- [Task statement]: Scan the records that follow, and whenever a line has the word "long", copy it.

(Source data)
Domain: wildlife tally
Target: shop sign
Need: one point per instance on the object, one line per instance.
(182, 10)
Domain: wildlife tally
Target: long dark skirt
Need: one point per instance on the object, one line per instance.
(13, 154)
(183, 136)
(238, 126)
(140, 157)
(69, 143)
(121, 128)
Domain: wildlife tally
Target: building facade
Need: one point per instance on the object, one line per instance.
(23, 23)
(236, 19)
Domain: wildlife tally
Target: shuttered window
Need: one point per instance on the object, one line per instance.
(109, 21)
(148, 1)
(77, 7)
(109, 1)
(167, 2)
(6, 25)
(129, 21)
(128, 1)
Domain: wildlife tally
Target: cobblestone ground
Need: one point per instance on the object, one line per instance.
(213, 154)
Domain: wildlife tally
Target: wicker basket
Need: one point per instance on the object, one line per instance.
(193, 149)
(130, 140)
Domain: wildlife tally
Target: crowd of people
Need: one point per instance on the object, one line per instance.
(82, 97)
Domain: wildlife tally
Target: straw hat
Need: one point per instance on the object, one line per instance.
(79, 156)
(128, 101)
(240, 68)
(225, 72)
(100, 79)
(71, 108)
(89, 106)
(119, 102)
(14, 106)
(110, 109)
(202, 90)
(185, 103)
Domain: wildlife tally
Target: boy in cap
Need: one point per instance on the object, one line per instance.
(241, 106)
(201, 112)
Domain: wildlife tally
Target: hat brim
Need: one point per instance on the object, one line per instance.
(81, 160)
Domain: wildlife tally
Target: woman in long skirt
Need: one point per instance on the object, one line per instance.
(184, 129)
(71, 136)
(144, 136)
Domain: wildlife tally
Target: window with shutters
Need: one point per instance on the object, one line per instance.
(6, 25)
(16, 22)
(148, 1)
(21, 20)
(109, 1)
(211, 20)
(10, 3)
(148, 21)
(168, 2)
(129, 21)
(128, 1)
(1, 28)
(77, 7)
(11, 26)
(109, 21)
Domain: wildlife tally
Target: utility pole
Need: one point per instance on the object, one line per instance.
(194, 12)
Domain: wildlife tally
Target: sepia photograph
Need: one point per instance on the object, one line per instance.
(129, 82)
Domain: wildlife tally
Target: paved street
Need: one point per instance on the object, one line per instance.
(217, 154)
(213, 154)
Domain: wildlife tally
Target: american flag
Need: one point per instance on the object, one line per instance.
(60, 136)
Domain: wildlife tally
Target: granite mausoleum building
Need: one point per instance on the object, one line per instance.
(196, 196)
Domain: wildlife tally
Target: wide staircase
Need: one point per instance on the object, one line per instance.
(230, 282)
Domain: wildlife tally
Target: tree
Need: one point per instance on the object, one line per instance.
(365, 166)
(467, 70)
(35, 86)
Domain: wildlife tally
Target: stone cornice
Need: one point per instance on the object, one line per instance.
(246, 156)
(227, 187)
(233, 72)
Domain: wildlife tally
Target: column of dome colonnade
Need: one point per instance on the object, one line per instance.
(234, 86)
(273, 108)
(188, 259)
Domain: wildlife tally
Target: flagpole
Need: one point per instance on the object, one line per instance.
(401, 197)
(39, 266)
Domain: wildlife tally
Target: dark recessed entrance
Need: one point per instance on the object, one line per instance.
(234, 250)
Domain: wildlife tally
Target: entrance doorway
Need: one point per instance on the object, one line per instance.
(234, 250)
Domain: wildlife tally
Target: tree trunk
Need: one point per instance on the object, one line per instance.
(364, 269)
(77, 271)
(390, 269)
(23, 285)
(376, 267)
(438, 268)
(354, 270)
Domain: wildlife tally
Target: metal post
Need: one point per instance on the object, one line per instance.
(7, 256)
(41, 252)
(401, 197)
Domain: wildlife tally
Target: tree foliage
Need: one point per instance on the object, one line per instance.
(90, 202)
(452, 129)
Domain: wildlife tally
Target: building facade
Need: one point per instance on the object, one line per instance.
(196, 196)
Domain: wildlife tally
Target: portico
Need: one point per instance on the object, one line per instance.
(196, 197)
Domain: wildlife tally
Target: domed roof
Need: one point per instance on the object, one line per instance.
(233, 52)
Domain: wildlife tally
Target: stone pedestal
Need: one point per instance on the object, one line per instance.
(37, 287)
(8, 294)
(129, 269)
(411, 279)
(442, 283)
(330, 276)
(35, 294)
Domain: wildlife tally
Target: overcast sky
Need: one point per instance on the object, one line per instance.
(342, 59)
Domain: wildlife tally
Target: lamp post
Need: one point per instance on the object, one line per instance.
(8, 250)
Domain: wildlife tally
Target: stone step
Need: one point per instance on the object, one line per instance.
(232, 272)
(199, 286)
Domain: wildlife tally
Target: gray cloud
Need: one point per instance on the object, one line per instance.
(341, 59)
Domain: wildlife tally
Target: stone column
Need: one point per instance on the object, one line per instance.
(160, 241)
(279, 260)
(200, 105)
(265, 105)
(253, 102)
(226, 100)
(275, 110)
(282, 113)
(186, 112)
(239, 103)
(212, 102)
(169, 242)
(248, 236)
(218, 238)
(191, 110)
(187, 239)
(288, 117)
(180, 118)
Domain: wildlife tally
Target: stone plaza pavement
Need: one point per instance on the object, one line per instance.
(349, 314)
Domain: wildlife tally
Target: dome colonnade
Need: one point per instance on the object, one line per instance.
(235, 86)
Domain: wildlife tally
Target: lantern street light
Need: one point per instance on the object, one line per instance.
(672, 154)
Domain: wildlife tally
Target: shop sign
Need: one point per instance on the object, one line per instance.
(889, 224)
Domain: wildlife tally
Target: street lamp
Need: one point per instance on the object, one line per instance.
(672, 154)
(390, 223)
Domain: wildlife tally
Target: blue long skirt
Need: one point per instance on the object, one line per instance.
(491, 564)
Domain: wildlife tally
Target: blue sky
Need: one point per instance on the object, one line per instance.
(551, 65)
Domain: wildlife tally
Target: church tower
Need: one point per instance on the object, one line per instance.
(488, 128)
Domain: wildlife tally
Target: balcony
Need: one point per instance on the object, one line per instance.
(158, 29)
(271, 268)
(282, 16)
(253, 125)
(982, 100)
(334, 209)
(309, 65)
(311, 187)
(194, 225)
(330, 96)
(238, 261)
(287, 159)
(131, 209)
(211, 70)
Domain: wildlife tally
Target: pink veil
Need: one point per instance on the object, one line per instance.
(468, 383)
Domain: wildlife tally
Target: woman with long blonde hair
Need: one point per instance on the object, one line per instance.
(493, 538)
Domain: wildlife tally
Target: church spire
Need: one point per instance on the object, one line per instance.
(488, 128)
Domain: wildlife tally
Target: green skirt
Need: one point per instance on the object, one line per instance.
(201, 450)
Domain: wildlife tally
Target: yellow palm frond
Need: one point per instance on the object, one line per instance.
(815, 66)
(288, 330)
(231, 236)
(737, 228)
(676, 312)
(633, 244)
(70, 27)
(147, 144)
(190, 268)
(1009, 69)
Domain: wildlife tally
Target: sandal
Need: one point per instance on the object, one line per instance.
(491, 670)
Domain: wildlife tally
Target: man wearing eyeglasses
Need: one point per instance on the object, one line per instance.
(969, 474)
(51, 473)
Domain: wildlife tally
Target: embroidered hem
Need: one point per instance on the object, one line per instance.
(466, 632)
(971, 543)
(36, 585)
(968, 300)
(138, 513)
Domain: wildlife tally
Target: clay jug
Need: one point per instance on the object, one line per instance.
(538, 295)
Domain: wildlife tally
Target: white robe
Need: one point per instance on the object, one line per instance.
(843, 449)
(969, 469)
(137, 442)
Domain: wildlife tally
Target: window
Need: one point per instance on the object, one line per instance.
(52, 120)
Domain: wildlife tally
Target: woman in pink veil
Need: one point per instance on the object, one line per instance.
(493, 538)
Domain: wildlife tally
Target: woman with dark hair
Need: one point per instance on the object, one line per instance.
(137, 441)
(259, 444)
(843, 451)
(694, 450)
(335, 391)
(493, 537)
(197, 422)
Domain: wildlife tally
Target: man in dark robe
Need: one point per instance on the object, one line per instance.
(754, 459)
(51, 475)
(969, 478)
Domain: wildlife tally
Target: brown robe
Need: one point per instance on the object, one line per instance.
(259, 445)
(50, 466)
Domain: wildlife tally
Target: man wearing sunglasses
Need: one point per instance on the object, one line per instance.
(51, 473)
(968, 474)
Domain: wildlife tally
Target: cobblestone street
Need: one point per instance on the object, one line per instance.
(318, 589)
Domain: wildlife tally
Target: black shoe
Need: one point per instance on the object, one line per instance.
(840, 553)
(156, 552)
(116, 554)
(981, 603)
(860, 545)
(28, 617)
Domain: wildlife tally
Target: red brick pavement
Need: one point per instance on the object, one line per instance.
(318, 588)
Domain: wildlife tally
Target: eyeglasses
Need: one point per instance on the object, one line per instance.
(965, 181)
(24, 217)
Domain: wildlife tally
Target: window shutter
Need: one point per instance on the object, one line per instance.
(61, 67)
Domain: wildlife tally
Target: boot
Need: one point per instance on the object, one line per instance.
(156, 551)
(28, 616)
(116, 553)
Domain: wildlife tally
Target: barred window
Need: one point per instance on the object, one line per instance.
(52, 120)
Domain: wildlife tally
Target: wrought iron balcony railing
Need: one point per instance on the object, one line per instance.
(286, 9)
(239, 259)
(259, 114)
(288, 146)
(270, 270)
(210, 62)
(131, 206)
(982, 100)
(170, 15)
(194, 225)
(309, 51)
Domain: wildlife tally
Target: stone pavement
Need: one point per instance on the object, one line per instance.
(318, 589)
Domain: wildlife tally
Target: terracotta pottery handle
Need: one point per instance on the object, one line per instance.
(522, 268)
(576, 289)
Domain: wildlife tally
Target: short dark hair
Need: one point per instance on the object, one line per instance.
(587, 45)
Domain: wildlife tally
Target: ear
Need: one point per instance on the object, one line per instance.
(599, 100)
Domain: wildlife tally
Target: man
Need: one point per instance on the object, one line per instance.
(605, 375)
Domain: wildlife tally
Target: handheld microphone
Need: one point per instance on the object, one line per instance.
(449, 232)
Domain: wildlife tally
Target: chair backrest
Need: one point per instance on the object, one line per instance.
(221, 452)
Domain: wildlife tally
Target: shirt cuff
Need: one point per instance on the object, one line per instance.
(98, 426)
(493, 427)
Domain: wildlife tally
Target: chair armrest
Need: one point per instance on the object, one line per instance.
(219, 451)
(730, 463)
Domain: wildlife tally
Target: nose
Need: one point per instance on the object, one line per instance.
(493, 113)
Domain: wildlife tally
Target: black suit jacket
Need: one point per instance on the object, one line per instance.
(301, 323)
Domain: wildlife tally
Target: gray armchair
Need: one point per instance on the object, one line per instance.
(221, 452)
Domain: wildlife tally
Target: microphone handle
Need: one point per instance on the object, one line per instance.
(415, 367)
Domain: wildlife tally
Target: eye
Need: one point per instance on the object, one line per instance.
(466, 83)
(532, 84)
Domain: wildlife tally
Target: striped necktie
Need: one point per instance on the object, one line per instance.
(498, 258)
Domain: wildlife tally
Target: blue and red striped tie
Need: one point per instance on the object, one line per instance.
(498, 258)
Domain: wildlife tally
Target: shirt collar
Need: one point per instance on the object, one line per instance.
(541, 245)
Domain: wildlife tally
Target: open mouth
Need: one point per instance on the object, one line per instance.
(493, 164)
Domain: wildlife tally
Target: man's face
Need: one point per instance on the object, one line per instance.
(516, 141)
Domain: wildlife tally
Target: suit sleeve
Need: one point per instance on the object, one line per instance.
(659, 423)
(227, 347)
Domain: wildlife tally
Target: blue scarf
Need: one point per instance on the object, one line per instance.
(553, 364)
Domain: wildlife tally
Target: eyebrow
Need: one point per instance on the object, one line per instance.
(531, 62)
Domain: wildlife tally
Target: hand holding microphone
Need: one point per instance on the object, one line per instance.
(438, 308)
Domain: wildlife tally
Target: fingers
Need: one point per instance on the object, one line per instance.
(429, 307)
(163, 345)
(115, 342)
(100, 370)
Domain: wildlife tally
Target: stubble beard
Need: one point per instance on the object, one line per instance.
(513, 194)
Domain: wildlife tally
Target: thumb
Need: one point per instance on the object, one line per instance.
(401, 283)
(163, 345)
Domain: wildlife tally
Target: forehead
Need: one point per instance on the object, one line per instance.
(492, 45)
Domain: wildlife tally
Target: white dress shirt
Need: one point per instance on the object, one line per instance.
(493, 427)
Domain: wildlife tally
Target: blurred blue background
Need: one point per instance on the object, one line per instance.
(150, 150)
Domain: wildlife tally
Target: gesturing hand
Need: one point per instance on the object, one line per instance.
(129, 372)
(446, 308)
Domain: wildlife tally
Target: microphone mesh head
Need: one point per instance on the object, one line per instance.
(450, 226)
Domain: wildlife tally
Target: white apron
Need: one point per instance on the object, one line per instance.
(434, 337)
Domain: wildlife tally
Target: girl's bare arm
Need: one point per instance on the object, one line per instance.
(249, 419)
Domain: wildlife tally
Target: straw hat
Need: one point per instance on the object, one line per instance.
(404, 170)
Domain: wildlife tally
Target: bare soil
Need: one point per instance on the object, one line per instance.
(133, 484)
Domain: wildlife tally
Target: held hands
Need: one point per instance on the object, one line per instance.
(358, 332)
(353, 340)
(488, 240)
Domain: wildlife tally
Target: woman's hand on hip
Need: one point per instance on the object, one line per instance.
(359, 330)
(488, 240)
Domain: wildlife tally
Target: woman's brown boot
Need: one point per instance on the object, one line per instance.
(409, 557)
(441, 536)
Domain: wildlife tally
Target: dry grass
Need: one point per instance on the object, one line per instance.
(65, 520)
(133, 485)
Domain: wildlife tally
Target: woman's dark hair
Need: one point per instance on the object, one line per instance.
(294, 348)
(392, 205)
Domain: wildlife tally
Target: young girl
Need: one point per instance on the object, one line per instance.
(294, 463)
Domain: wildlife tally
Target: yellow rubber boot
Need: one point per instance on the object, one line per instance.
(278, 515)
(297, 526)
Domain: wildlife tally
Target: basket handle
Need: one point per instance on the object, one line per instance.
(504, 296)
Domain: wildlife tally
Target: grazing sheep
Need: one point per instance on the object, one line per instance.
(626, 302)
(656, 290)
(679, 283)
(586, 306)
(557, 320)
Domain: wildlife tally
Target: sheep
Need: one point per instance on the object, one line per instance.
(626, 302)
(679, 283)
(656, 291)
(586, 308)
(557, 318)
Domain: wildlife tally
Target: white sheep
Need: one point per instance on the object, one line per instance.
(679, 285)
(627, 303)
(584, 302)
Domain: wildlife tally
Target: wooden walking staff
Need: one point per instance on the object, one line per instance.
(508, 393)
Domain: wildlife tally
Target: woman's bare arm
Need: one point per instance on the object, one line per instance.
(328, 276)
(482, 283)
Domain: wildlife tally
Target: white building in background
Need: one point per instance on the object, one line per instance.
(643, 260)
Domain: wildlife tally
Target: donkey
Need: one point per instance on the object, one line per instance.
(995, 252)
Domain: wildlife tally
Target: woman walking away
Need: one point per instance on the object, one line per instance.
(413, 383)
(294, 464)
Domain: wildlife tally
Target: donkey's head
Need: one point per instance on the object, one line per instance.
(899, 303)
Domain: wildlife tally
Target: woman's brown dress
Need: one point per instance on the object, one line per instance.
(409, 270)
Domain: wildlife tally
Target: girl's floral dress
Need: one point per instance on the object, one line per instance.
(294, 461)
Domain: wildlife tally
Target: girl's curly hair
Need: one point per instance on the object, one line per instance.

- [Task solution]:
Target: long dark skirt
Target: woman in long skirt
Target: blue long skirt
Target: woman with long blonde hair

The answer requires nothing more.